▶ [Selected excerpt]:

···

2014-07-05 Thread Eric Auer

Hi Mateusz, hi players, hi mousers :-)

   - Fix for mice that return fake release clicks during an onclick event,

To give some cutemouse background on this: The bug so far affected
only Rugxulo's mouse and only the ctmouse 2.1 branch, which uses
the BIOS PS/2 functions to interact with the mouse. Doing so for
anything beyond 2 button mode is known to be a hack anyway, it is
something that is not officially possible ;-) Rugxulo's mouse does
work with ctmouse 1.9 and 2.0 branches. Version 2.0 does PS/2 mice
using direct 8042 controller I/O, while 1.9 is a more conservative
version (no wheel support, vanilla 2 button PS/2 BIOS calls etc.).

If your mouse actually uses USB, both PS/2 BIOS and PS/2 8042 fake
are worth trying, so I cannot make a general recommendation. Note
that you have to enable legacy USB support in your BIOS. This is
often the default anyway. If you use separate DOS USB drivers, the
same two styles should be possible.

···

▶ [Brief]:
Update the mouse driver post from "To give some" up to and including "BIOS calls etc.).", changing "ctmouse" to "CuteMouse" at each place it occurs.

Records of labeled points

···

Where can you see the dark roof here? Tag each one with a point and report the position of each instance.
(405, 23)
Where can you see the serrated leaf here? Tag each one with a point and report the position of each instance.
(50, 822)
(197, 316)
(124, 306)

···

▶ [Exercise answer]:
To give some cutemouse background on this: The bug so far affected
only Rugxulo's mouse and only the CuteMouse 2.1 branch, which uses
the BIOS PS/2 functions to interact with the mouse. Doing so for
anything beyond 2 button mode is known to be a hack anyway, it is
something that is not officially possible ;-) Rugxulo's mouse does
work with CuteMouse 1.9 and 2.0 branches. Version 2.0 does PS/2 mice
using direct 8042 controller I/O, while 1.9 is a more conservative
version (no wheel support, vanilla 2 button PS/2 BIOS calls etc.).